Task goal:
Transcribe, word for word, the passage of the Splunk vendor analysis notebook that begins with the words containing "## Features" and ends with "(CSV, JSON, HTML)".

# Splunk Vendor Product Analysis

This notebook provides a comprehensive tool for querying Splunk Enterprise indices to identify vendor products and perform gap coverage analysis.

## Features
- Multiple Splunk environment support (dev, staging, prod)
- HEC token authentication
- Custom SPL query generation
- Interactive visualizations
- Data export (CSV, JSON, HTML)
- Vendor coverage gap analysis

## 1. Configuration and Setup

In [1]:
# Import required libraries
import sys
import os
import json
import pandas as pd
import ipywidgets as widgets
from IPython.display import display, HTML, clear_output
import warnings
warnings.filterwarnings('ignore')

# Add src directory to path
sys.path.append(os.path.join(os.getcwd(), 'src'))

# Import our custom modules
from splunk_client import SplunkHECClient
from vendor_parser import VendorQueryBuilder
from visualization import VendorVisualizer

print("✅ All libraries imported successfully")

✅ All libraries imported successfully


In [2]:
# Load configuration
config_path = "config/environments.json"

try:
    with open(config_path, 'r') as f:
        config = json.load(f)
    print("✅ Configuration loaded successfully")
    print(f"Available environments: {list(config['environments'].keys())}")
except FileNotFoundError:
    print("❌ Configuration file not found. Please ensure config/environments.json exists.")
    config = None

✅ Configuration loaded successfully
Available environments: ['docker_local', 'docker_localhost', 'enterprise_dev', 'enterprise_prod', 'cloud_splunk']


## 2. Environment Selection

In [3]:
# Create environment selection widget
if config:
    env_options = [(env_data['name'], env_key) for env_key, env_data in config['environments'].items()]
    
    environment_selector = widgets.Dropdown(
        options=env_options,
        description='Environment:',
        style={'description_width': 'initial'},
        layout=widgets.Layout(width='300px')
    )
    
    display(environment_selector)
    
    # Global variables to store client and selected environment
    splunk_client = None
    selected_env_config = None
else:
    print("Cannot create environment selector without configuration.")

Dataset section:
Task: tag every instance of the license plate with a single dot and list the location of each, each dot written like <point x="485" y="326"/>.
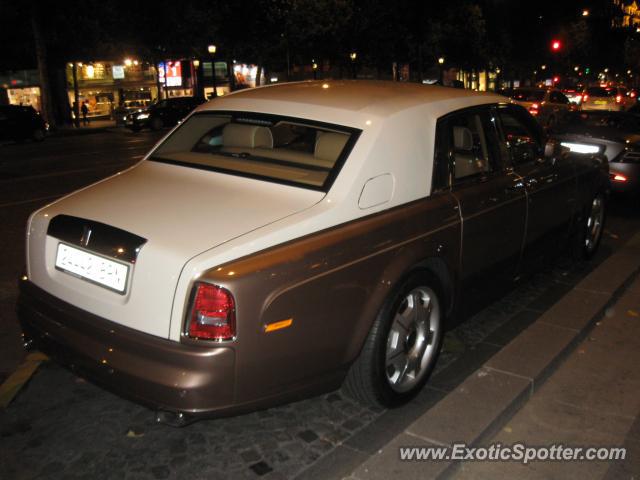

The reply:
## Features
- Multiple Splunk environment support (dev, staging, prod)
- HEC token authentication
- Custom SPL query generation
- Interactive visualizations
- Data export (CSV, JSON, HTML)